- GIVEN DATA -
== Segment start ==

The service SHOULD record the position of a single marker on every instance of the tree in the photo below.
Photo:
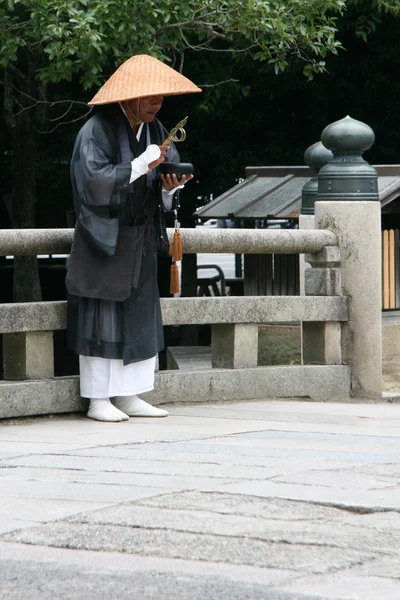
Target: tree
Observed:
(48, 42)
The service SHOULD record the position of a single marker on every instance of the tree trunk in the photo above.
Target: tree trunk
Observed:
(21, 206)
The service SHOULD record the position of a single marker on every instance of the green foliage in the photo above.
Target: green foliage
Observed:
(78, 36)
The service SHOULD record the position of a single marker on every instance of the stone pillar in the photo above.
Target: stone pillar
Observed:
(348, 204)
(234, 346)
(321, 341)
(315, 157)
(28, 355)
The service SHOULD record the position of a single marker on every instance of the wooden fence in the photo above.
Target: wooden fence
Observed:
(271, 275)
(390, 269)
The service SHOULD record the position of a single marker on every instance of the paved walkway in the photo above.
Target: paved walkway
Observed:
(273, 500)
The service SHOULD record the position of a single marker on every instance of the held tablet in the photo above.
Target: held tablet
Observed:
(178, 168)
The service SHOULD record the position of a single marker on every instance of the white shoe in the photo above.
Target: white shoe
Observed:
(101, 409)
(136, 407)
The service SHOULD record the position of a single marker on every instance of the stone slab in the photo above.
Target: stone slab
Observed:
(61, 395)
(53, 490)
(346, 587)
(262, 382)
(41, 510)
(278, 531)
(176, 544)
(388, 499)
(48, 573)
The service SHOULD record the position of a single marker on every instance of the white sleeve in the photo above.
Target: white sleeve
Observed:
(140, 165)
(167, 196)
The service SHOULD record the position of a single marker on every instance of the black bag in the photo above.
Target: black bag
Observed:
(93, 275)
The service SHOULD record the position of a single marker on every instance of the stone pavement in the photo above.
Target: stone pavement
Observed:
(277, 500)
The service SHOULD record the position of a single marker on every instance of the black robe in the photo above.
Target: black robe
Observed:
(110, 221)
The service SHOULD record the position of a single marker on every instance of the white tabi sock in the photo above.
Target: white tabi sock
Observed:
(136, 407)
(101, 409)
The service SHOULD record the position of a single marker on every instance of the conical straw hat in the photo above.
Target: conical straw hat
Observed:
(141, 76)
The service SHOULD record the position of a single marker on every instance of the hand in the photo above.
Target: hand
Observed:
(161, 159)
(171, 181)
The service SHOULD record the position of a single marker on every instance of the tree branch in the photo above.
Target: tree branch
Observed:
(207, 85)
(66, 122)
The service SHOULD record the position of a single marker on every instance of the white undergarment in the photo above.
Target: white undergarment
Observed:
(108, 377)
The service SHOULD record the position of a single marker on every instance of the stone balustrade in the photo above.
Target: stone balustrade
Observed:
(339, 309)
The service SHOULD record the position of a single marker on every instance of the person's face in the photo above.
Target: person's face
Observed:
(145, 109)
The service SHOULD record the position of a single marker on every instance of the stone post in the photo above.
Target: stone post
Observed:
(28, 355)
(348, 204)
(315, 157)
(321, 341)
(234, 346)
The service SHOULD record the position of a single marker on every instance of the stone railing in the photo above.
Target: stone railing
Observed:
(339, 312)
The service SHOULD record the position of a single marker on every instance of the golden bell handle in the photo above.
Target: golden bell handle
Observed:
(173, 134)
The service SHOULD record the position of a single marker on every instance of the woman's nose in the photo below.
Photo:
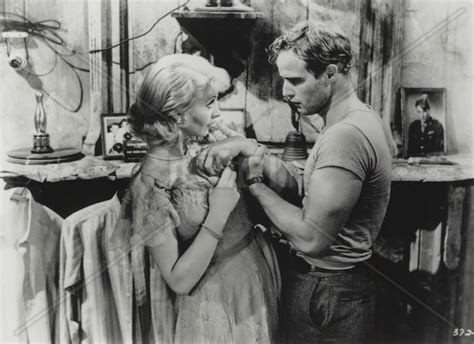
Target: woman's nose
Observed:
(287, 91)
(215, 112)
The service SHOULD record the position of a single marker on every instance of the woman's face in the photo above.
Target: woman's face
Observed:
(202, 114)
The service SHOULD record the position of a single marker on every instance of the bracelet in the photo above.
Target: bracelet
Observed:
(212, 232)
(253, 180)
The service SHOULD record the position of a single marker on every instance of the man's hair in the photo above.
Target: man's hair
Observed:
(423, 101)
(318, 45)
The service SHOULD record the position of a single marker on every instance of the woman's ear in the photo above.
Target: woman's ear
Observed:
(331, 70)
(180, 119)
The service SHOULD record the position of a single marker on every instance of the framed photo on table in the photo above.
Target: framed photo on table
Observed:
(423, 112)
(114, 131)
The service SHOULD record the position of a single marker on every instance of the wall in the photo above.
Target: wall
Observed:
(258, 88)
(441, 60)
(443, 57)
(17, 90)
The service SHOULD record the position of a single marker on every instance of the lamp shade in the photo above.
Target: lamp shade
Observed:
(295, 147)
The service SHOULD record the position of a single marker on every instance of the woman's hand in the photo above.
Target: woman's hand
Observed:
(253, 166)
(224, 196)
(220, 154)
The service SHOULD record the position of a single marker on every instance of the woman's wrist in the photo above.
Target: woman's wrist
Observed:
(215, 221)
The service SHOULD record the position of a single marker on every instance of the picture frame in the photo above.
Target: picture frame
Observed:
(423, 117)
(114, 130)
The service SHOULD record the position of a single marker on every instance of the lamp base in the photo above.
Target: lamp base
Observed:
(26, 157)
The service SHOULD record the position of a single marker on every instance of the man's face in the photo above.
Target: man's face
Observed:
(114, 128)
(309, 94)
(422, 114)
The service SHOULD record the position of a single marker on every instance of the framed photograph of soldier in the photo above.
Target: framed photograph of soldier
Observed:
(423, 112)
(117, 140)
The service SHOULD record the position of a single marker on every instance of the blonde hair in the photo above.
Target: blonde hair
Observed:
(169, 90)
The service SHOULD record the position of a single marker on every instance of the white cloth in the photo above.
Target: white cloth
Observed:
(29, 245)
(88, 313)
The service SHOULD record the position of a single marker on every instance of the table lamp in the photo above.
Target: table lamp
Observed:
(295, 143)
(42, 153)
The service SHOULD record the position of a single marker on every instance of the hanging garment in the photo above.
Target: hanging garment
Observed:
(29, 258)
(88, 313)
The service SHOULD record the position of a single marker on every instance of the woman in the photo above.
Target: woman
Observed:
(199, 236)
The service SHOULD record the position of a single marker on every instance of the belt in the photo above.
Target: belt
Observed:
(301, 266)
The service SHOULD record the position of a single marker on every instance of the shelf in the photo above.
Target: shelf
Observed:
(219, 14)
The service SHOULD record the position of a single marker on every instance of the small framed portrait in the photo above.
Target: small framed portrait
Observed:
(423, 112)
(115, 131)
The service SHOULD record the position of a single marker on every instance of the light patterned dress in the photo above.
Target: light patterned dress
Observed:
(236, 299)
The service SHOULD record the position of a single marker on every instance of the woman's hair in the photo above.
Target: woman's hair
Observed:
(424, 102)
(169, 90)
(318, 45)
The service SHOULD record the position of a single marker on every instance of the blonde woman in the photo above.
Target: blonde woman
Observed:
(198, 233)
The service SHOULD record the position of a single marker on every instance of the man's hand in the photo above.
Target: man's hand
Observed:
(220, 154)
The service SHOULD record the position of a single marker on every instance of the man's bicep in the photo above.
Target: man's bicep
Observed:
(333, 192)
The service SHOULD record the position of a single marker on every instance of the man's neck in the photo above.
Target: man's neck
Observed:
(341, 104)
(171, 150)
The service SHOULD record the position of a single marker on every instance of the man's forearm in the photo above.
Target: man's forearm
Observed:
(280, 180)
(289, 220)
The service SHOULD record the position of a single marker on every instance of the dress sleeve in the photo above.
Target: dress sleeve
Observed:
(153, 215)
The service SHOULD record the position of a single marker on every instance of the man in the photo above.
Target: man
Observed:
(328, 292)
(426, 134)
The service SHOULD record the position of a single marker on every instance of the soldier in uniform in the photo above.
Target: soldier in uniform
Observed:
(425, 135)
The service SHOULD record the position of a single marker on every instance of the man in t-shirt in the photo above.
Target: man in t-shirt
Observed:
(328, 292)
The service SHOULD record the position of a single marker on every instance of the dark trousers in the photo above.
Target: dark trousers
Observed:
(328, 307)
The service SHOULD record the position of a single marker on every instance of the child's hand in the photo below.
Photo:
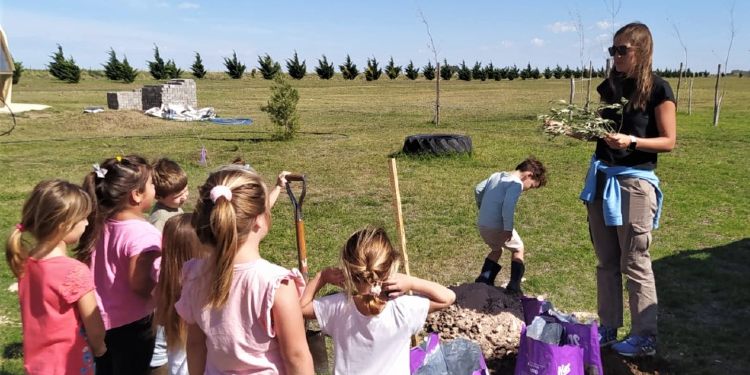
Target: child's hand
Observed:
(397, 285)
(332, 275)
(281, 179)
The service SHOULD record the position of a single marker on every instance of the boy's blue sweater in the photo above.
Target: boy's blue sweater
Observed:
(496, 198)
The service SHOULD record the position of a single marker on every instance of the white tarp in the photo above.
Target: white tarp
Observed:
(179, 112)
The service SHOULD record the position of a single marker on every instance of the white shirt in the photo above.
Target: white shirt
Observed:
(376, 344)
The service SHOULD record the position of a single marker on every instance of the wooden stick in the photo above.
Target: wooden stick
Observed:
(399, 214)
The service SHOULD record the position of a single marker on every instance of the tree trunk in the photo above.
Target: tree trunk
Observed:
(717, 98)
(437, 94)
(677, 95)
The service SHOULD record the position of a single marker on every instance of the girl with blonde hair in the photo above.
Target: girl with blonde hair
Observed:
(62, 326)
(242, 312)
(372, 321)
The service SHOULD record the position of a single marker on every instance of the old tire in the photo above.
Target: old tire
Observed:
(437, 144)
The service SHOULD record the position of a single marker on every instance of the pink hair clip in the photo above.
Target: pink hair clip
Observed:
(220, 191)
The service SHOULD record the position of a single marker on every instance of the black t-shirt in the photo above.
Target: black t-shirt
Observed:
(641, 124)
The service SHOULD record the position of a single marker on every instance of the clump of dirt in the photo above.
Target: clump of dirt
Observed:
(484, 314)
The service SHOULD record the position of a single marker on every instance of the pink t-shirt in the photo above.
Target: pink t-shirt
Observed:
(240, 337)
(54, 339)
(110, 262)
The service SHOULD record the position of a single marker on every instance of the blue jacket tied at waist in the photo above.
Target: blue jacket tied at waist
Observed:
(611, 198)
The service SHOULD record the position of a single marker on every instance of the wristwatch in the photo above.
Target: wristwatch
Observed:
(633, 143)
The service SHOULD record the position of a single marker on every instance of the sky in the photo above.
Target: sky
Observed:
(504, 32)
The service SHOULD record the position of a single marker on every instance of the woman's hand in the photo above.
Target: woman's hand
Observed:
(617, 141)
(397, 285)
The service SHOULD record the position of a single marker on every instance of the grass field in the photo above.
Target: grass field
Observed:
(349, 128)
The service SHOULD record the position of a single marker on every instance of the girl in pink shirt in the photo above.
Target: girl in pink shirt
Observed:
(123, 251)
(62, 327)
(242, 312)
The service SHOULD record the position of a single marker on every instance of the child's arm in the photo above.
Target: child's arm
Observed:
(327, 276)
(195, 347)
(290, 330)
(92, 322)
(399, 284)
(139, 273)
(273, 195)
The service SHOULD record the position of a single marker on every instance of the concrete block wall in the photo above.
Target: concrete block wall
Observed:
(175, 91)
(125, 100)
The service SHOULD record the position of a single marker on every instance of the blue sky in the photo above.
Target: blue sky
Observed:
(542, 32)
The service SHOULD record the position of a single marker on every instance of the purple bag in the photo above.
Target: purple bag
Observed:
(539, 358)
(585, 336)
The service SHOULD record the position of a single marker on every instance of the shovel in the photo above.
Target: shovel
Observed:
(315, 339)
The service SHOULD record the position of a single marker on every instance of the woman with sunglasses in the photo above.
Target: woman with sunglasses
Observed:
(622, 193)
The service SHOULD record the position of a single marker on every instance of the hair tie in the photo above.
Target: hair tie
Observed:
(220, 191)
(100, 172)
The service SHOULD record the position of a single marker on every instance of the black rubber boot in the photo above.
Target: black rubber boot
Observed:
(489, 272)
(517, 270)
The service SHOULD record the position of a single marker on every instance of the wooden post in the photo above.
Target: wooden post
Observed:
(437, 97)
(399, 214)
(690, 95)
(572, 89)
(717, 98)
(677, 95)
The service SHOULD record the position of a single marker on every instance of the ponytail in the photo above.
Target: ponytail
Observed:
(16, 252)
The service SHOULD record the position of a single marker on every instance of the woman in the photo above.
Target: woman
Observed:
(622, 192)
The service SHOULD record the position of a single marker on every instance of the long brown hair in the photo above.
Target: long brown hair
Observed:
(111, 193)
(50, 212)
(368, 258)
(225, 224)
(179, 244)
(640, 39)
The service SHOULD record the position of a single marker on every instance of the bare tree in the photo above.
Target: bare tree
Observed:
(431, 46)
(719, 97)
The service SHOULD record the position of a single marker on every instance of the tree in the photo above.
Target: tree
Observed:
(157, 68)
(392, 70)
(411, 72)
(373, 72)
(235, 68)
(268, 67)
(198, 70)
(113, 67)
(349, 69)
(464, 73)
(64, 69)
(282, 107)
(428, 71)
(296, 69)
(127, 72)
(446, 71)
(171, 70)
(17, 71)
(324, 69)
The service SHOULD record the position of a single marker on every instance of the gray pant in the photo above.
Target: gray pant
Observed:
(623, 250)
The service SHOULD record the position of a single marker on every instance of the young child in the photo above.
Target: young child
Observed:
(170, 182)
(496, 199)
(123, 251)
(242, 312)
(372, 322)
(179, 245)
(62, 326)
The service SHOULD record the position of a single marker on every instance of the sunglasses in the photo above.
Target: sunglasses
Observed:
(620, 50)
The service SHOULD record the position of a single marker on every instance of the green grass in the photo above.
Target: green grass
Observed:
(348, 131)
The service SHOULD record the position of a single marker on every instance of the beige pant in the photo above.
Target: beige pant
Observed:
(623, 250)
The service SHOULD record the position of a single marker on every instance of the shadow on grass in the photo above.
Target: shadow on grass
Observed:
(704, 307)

== Segment end ==

Check each line above for the string "concrete" and copy those that have it.

- TASK ANSWER -
The service SHOULD record the position of a single marker on every instance of the concrete block wall in the photo above.
Target: concrete block wall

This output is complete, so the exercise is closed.